======== Extracted records ========

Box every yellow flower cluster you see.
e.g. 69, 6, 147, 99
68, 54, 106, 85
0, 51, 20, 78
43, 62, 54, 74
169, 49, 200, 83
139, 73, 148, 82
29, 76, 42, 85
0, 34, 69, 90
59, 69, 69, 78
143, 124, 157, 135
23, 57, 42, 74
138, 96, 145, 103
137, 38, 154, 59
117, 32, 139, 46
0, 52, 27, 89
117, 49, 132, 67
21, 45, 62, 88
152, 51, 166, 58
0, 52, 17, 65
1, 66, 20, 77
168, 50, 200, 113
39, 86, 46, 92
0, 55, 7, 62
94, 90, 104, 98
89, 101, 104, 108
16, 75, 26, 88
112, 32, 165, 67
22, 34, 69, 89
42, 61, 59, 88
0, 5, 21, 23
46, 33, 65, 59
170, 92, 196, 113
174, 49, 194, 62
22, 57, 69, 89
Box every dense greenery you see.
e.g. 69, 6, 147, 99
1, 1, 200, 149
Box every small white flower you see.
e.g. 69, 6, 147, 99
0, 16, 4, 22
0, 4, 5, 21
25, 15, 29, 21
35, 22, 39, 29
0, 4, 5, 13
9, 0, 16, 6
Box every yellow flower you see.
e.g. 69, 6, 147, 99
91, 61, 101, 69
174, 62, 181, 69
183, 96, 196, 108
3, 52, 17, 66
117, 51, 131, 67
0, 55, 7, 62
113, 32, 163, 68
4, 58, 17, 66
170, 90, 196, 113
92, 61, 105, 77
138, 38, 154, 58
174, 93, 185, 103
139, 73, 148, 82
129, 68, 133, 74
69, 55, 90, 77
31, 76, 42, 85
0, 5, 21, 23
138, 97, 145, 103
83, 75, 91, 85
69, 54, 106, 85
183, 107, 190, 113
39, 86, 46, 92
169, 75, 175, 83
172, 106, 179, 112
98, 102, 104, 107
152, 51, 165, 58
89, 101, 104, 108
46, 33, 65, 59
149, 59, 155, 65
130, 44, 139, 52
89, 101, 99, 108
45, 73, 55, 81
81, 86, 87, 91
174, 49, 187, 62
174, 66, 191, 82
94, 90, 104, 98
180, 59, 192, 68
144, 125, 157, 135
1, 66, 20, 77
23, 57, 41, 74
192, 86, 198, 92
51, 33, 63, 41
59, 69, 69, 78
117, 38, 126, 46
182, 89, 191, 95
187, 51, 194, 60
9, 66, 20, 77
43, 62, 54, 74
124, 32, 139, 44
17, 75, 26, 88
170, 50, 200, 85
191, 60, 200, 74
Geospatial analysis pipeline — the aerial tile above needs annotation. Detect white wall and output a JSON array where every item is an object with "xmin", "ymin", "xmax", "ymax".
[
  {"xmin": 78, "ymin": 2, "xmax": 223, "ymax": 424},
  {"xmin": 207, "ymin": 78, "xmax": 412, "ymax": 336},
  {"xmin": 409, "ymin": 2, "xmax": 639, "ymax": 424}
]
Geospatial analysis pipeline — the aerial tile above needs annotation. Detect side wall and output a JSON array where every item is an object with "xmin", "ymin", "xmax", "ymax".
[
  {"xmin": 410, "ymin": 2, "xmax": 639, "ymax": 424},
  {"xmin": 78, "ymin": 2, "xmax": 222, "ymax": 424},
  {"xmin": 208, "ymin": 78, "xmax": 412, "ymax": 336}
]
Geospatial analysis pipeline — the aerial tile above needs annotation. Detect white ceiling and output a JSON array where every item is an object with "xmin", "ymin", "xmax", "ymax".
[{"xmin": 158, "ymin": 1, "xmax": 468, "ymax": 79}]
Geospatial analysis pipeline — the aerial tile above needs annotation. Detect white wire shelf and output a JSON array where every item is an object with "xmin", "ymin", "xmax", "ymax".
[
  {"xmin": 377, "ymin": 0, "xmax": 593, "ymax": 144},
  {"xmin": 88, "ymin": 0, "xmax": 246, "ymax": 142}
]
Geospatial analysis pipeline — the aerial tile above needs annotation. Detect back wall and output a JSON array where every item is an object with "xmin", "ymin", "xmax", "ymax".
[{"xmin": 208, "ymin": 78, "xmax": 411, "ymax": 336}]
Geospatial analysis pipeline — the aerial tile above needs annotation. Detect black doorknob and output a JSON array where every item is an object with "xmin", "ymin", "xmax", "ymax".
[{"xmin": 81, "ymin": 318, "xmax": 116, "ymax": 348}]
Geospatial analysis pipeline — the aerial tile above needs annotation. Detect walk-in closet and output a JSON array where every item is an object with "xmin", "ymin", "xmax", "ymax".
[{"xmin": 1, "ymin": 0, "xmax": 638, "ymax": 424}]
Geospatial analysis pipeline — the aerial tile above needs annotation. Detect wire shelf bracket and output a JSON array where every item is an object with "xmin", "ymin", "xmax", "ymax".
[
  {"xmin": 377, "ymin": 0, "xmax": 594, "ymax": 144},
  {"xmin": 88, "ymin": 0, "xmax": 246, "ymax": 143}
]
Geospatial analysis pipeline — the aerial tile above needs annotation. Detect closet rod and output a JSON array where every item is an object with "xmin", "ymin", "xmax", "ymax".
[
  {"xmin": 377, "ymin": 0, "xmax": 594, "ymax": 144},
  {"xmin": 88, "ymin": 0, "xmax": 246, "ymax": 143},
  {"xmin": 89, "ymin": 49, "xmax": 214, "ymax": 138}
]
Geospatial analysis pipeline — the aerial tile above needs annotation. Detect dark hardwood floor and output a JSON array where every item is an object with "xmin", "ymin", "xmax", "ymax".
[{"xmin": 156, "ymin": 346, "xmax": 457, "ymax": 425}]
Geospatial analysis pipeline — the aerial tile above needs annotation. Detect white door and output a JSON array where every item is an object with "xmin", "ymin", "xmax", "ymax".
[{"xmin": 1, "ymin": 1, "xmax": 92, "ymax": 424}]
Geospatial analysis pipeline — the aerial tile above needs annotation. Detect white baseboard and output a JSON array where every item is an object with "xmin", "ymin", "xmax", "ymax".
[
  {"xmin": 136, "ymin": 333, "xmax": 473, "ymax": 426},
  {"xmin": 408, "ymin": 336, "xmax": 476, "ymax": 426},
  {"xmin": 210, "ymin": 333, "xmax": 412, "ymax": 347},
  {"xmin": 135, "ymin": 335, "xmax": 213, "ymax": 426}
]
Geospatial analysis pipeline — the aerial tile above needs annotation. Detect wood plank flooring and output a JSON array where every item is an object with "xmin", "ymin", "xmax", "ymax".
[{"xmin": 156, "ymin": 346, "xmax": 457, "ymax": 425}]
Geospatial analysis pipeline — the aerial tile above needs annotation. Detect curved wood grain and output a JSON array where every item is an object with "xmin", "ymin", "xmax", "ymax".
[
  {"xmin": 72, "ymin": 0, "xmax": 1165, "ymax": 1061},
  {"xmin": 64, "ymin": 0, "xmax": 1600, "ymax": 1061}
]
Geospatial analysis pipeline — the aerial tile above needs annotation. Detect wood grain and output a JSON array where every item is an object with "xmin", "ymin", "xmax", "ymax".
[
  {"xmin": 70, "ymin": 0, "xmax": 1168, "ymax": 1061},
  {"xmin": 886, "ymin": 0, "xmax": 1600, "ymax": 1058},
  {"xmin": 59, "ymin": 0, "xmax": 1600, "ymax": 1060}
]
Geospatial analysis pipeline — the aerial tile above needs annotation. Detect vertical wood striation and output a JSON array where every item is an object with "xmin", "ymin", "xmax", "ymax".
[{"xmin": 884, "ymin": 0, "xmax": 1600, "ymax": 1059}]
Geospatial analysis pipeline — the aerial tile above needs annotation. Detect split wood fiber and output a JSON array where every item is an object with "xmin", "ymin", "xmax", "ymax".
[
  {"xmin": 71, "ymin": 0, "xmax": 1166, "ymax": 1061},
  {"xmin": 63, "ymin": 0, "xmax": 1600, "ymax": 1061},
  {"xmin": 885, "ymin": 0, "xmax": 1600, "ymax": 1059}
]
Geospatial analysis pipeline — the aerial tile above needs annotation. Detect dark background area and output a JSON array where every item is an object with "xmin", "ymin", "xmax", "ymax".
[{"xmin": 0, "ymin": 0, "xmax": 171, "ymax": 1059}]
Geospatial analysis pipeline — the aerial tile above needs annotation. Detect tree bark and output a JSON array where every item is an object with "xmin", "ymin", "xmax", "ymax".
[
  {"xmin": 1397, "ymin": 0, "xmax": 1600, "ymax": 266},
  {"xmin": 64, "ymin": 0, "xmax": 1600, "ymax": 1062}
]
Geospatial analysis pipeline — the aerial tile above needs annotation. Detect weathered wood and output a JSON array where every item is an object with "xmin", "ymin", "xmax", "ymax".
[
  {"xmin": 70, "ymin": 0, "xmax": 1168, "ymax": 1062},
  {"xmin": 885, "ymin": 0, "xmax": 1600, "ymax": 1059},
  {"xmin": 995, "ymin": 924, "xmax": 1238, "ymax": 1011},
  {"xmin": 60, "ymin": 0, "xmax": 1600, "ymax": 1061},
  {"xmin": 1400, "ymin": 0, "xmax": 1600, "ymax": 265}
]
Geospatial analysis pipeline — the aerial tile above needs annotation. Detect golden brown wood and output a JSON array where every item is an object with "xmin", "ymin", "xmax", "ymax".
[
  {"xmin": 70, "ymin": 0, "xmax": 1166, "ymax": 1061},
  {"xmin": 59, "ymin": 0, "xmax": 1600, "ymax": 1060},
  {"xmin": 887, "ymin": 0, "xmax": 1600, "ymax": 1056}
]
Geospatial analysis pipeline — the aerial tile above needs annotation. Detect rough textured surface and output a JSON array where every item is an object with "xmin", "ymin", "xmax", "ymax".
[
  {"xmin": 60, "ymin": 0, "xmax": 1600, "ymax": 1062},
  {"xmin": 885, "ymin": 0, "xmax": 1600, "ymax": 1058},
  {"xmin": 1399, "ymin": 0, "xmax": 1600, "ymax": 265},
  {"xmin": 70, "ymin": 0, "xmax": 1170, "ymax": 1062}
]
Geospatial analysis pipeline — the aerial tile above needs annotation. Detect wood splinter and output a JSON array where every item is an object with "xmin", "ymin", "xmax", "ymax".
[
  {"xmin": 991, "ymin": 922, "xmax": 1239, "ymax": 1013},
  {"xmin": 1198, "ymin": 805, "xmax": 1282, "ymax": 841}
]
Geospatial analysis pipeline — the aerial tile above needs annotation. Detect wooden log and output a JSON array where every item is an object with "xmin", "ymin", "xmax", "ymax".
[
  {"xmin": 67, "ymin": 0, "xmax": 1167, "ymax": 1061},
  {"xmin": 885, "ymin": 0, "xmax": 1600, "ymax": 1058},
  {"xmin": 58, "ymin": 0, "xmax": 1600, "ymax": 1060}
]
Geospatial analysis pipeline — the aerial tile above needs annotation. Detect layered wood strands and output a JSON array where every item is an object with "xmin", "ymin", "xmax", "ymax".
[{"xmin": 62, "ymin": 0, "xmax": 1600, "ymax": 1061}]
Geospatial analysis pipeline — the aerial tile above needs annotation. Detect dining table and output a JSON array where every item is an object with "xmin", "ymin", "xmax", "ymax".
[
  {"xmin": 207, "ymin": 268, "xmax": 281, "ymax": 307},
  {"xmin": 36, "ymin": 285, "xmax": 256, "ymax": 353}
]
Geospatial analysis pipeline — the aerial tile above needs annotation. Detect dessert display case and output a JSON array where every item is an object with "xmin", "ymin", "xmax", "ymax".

========

● **Task instructions**: Find and show each line of the listing with the word "flower".

● **Response for this exercise**:
Box every yellow flower cluster you see.
Box every small white flower you see.
Box every yellow flower you see.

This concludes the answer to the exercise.